### Text to read

Regardless, there is little (read: zero) evidence that litigation finance increases the time to settlement. In fact, the practice may even streamline cases and decrease the time to settlement by limiting the delay tactics that are so often utilized to bleed claimants dry.

Argument #4: Litigation Finance Means More Lawsuits Overall – Our court system is already clogged, adding litigation finance would be like flushing cement down the toilet…

Counter-Argument Against That Argument – This one is technically true, in that litigation finance is likely to increase the volume of claims. As claimants have access to financing, they are more likely to bring lawsuits forward (again, those lawsuits will likely be meritorious, but they’ll still be taking up valuable legal real estate nonetheless).

The thing is… is really that so terrible? I mean, isn’t that the point of having a justice system in the first place; that anyone who’s legitimately wronged should have the ability to bring their case and receive justice? In fact, I’d argue that more legal claims are actually a good thing. Sure, it might mean clogging up our courts a bit in the short run, but if companies and individuals begin to fear the repercussions of litigation finance – that is to say, that they might be sued for malfeasance and won’t be able to drag the case out and force a lowball offer – maybe, just maybe, they’ll be less likely to commit the malfeasance in the first place. And wouldn’t that be the best result of all?


Ready for a tough pill to swallow?

We don’t all have the same access to the legal system. Those with money have more access than those without. Litigation finance allows claimants without money to have the kind of access to justice that those with money currently enjoy. Obviously, that threatens some (like the moneyed folks who won’t be able to bully their way through the system anymore), but for the rest of us, litigation finance should be celebrated as a means of achieving equality of opportunity when it comes to preserving our legal rights. It will likely take some time, but eventually the idea of financing a lawsuit will be as common as financing a car (which ironically won’t be so common, since in the future we’ll be all be driven around by half-chimpanzee/half-robot cyborgs).

Also in the future, our legal cases will be handled speedily and cost-free by some omnipotent, AI version of Judge Judy. But until that glorious day, let’s all appreciate litigation finance for exactly what it is: a way to make the justice system just a little more accessible.

######
### Given records

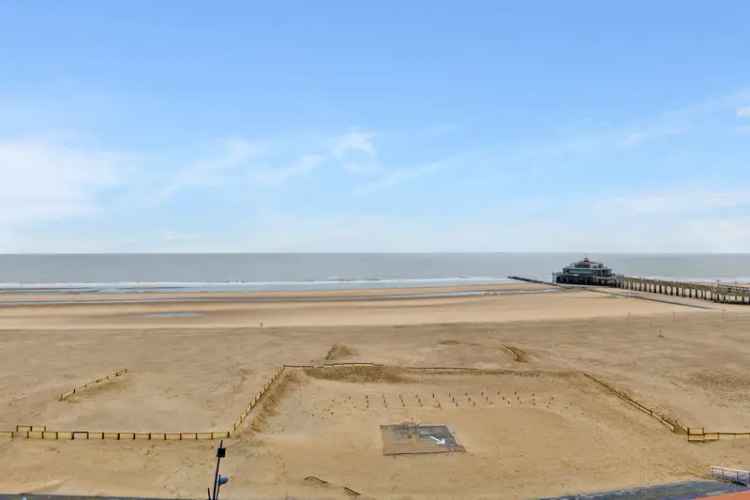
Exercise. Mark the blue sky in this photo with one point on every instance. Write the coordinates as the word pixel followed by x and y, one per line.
pixel 381 126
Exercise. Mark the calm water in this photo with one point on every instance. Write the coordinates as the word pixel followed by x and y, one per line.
pixel 331 271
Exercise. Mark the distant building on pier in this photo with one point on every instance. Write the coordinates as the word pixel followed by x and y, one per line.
pixel 587 272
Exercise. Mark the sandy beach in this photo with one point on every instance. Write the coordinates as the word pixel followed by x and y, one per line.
pixel 532 423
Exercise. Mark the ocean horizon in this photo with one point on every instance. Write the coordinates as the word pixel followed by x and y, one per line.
pixel 332 271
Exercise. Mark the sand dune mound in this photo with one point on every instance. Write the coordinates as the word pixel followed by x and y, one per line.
pixel 339 351
pixel 359 374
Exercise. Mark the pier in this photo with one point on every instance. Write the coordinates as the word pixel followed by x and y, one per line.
pixel 723 293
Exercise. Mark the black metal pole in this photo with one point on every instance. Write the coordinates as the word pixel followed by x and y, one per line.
pixel 216 474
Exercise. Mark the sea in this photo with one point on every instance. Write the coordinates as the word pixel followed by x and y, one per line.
pixel 103 273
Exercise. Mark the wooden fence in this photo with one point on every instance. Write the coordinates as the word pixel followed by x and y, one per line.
pixel 40 432
pixel 699 435
pixel 671 423
pixel 77 389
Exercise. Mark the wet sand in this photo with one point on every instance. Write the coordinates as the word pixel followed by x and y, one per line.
pixel 194 372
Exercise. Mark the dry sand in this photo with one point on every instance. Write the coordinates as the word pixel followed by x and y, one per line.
pixel 560 434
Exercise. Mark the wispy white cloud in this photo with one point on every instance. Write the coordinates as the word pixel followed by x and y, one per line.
pixel 354 142
pixel 230 155
pixel 687 200
pixel 46 181
pixel 398 176
pixel 276 176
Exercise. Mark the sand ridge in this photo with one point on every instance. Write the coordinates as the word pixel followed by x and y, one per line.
pixel 560 433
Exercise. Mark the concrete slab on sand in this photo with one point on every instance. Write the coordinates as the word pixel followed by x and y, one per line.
pixel 407 438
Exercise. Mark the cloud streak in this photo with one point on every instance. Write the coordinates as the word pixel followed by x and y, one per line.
pixel 43 181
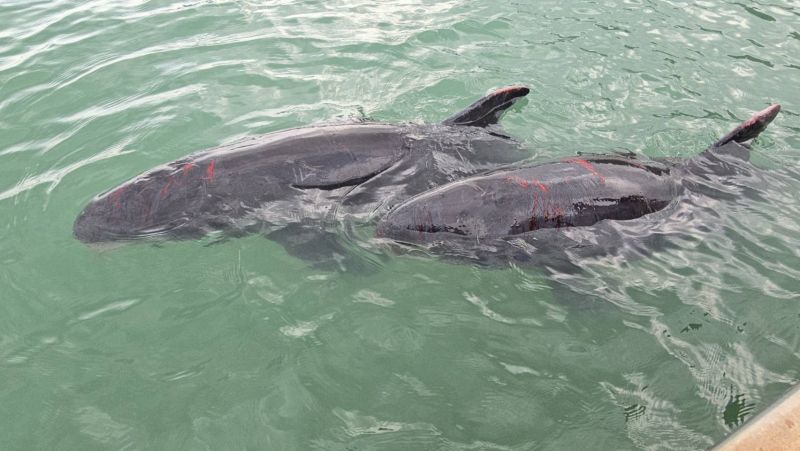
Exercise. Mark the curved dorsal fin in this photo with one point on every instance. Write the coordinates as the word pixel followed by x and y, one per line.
pixel 488 109
pixel 750 128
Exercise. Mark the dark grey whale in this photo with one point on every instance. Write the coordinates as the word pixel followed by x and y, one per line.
pixel 301 175
pixel 539 211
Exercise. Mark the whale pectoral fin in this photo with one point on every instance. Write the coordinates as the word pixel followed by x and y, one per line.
pixel 322 249
pixel 487 110
pixel 750 128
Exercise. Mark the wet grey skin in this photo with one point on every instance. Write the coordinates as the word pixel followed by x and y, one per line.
pixel 302 175
pixel 533 203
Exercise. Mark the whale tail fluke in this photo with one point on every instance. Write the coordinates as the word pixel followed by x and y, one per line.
pixel 488 109
pixel 750 128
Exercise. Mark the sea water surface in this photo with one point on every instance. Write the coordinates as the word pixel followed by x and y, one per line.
pixel 239 345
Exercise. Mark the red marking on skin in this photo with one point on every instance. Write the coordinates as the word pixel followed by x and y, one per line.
pixel 588 166
pixel 165 189
pixel 116 196
pixel 507 89
pixel 518 180
pixel 526 184
pixel 210 171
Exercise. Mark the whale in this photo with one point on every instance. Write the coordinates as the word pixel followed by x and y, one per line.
pixel 304 176
pixel 565 209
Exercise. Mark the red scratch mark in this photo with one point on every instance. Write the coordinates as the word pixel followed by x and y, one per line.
pixel 165 189
pixel 210 171
pixel 116 196
pixel 507 89
pixel 527 183
pixel 588 166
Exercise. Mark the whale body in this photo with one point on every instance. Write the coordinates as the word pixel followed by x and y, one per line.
pixel 527 206
pixel 301 176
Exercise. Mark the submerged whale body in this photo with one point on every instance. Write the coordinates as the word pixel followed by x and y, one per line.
pixel 301 175
pixel 535 208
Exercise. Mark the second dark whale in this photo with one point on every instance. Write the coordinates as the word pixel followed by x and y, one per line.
pixel 545 211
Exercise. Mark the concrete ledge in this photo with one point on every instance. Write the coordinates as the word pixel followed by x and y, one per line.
pixel 777 428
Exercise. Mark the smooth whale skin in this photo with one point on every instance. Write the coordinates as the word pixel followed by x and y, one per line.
pixel 301 175
pixel 554 204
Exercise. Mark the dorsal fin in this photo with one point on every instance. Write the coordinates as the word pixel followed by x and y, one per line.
pixel 750 128
pixel 488 109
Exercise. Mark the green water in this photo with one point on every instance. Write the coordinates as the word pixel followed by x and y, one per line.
pixel 242 346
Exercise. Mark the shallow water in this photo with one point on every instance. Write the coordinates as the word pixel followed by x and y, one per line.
pixel 240 345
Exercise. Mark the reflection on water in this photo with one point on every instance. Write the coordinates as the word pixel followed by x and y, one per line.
pixel 224 344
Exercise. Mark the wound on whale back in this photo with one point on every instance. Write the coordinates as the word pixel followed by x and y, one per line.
pixel 487 110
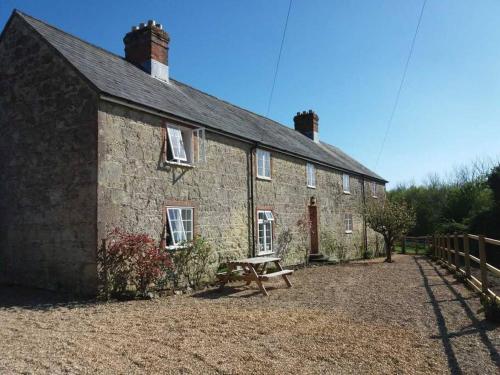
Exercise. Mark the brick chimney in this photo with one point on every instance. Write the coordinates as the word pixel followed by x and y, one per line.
pixel 146 46
pixel 307 124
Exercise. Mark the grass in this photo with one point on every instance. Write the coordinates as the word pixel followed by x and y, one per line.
pixel 421 250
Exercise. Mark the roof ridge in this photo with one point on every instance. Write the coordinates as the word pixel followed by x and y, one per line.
pixel 123 59
pixel 232 105
pixel 202 107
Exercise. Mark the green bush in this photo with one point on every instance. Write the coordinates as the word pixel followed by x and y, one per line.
pixel 191 264
pixel 331 247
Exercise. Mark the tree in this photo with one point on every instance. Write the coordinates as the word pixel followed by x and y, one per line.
pixel 390 218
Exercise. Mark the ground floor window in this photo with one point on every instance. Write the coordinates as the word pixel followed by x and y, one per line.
pixel 180 225
pixel 265 224
pixel 348 223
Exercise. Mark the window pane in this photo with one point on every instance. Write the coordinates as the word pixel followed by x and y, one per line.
pixel 263 163
pixel 267 165
pixel 345 182
pixel 176 143
pixel 269 215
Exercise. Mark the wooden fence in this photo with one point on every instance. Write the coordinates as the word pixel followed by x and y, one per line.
pixel 418 243
pixel 449 249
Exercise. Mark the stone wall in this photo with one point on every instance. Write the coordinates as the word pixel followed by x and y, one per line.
pixel 289 196
pixel 48 118
pixel 134 189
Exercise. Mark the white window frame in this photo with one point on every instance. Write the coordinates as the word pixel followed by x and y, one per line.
pixel 311 175
pixel 191 155
pixel 267 229
pixel 186 235
pixel 174 133
pixel 348 223
pixel 346 183
pixel 373 187
pixel 266 164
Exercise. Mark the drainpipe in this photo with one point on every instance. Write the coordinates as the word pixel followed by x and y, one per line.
pixel 365 234
pixel 251 197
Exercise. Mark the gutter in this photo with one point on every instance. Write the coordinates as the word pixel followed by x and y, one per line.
pixel 251 200
pixel 365 233
pixel 188 122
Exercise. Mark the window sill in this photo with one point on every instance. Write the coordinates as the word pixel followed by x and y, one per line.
pixel 264 178
pixel 177 164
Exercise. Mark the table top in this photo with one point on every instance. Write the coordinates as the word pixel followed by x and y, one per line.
pixel 256 260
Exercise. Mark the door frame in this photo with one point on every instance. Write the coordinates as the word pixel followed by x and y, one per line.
pixel 314 227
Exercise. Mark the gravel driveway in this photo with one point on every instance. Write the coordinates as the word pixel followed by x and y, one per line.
pixel 408 317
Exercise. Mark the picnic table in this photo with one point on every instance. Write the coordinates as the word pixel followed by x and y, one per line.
pixel 253 270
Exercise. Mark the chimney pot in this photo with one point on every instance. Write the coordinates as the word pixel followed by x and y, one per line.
pixel 147 48
pixel 306 123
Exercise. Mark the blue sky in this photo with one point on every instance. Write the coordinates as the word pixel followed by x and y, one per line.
pixel 343 59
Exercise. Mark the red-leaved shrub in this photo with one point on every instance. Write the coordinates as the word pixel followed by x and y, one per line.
pixel 128 259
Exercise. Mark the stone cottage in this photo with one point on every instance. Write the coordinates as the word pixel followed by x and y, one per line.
pixel 91 141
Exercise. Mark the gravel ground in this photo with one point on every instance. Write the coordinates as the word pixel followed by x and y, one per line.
pixel 408 317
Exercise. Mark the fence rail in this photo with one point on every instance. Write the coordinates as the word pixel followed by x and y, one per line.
pixel 449 249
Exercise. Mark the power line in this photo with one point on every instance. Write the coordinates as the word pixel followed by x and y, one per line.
pixel 396 102
pixel 279 58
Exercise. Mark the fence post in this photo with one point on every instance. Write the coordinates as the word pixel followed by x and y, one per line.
pixel 448 249
pixel 482 263
pixel 457 256
pixel 441 247
pixel 466 257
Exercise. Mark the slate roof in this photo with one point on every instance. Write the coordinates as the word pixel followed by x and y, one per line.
pixel 113 75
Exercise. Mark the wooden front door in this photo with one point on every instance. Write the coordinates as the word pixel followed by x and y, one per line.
pixel 313 217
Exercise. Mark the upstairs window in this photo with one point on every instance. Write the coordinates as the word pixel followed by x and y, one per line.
pixel 263 164
pixel 176 142
pixel 373 186
pixel 346 183
pixel 311 175
pixel 265 220
pixel 348 223
pixel 180 225
pixel 184 146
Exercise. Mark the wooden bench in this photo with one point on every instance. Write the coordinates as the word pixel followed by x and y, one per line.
pixel 268 276
pixel 253 270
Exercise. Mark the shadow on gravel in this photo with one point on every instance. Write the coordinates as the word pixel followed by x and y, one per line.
pixel 476 327
pixel 240 291
pixel 12 297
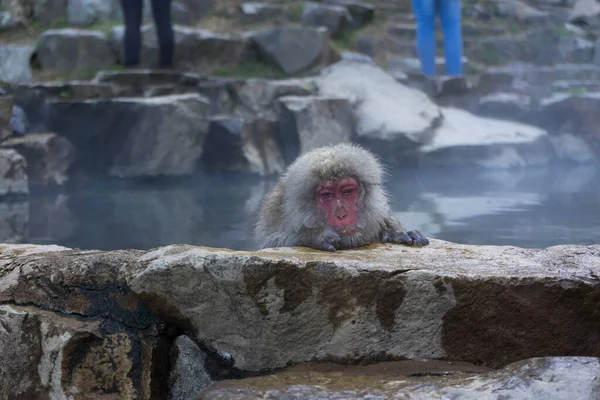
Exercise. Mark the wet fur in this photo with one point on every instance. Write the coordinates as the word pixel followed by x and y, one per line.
pixel 289 216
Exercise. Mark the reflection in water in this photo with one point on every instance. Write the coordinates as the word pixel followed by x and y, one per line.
pixel 533 208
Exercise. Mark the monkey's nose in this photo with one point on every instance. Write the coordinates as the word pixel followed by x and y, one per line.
pixel 341 214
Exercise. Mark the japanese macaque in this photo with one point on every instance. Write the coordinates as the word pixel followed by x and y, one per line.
pixel 331 198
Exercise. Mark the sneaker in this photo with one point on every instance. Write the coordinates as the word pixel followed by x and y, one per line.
pixel 451 86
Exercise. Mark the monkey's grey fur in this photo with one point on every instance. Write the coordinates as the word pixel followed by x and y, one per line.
pixel 289 215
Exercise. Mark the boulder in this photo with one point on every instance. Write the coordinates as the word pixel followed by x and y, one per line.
pixel 48 157
pixel 6 107
pixel 535 378
pixel 391 118
pixel 294 49
pixel 464 138
pixel 256 311
pixel 243 145
pixel 8 21
pixel 571 148
pixel 14 63
pixel 196 50
pixel 259 96
pixel 187 378
pixel 73 346
pixel 87 12
pixel 336 19
pixel 308 122
pixel 48 11
pixel 129 137
pixel 255 12
pixel 69 50
pixel 362 12
pixel 13 173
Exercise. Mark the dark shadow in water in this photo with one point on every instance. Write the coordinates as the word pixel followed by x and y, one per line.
pixel 532 208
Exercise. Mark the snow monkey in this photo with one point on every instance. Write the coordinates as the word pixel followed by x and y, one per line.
pixel 331 198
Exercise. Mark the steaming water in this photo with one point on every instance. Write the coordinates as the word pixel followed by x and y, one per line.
pixel 533 208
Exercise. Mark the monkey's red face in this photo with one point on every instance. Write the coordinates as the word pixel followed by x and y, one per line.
pixel 338 200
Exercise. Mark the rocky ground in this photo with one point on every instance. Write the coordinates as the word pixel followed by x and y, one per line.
pixel 167 323
pixel 256 84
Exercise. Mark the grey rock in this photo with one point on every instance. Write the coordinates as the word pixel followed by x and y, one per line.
pixel 362 13
pixel 366 45
pixel 243 145
pixel 572 148
pixel 187 377
pixel 87 12
pixel 586 12
pixel 6 112
pixel 68 50
pixel 14 63
pixel 18 121
pixel 180 13
pixel 351 305
pixel 36 346
pixel 276 307
pixel 576 49
pixel 336 19
pixel 48 157
pixel 571 113
pixel 391 118
pixel 196 50
pixel 13 173
pixel 14 228
pixel 294 49
pixel 548 378
pixel 519 10
pixel 133 137
pixel 259 96
pixel 48 11
pixel 309 122
pixel 199 9
pixel 76 90
pixel 488 143
pixel 8 21
pixel 597 53
pixel 503 105
pixel 255 12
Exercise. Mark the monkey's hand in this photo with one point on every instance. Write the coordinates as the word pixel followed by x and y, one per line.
pixel 321 239
pixel 395 233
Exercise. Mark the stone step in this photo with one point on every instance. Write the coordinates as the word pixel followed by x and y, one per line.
pixel 544 75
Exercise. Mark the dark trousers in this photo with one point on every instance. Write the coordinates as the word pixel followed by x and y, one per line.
pixel 132 12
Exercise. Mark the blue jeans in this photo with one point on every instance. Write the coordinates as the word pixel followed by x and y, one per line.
pixel 450 17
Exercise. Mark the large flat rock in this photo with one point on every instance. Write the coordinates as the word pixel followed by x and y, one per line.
pixel 573 378
pixel 487 305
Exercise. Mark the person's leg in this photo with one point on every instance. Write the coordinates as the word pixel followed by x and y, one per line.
pixel 424 11
pixel 161 10
pixel 450 15
pixel 132 41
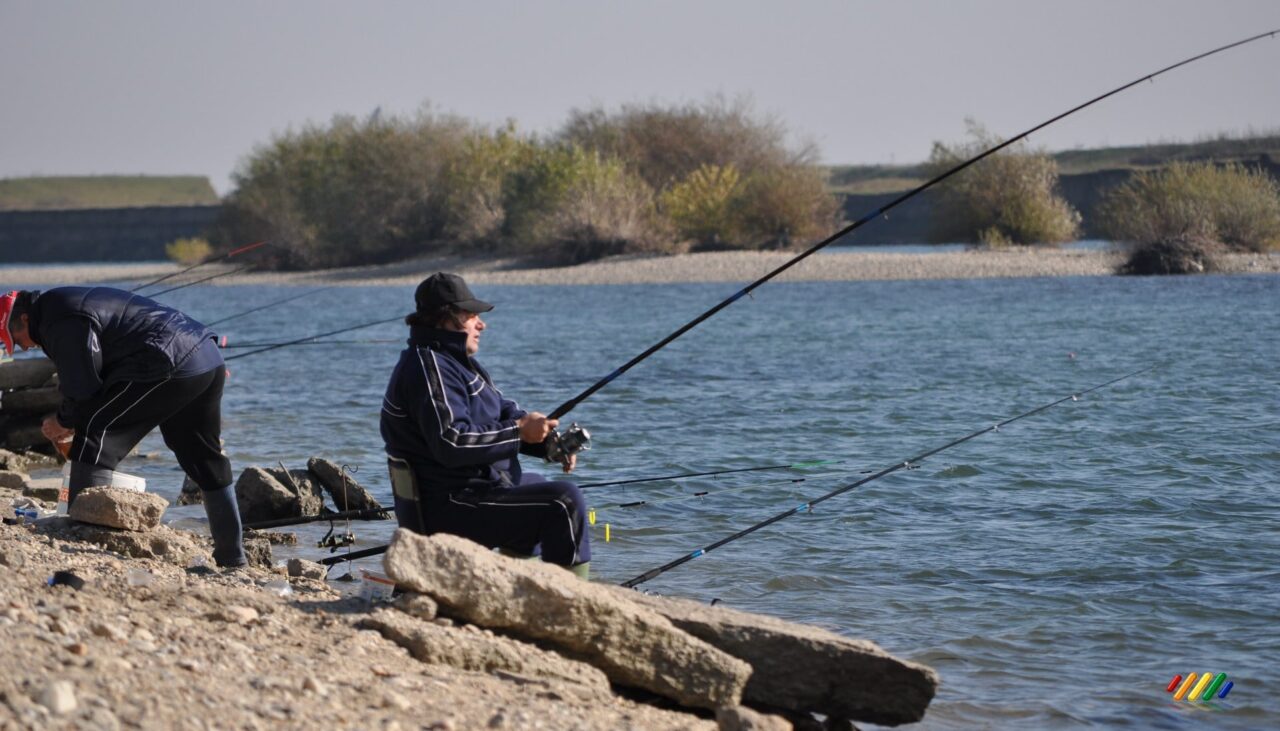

######

* Exercise set *
a – Answer these questions using the text on litigation finance:
(i) In Argument #4, adding litigation finance to the court system is compared to what?
(ii) Financing a lawsuit will eventually become as common as financing what?
(iii) According to the final paragraph, what will handle legal cases speedily and cost-free in the future?
b – In the records, everything from the start down to the line containing "pixel 331 271", substitute "image" for "photo", with everything else unchanged. Leave the pictures out of your answer.
The text and the records were taken from unrelated sources.

* Outputs *
a –
(i) Flushing cement down the toilet.
(ii) A car.
(iii) An omnipotent AI version of Judge Judy.

b –
Exercise. Mark the blue sky in this image with one point on every instance. Write the coordinates as the word pixel followed by x and y, one per line.
pixel 381 126
Exercise. Mark the calm water in this image with one point on every instance. Write the coordinates as the word pixel followed by x and y, one per line.
pixel 331 271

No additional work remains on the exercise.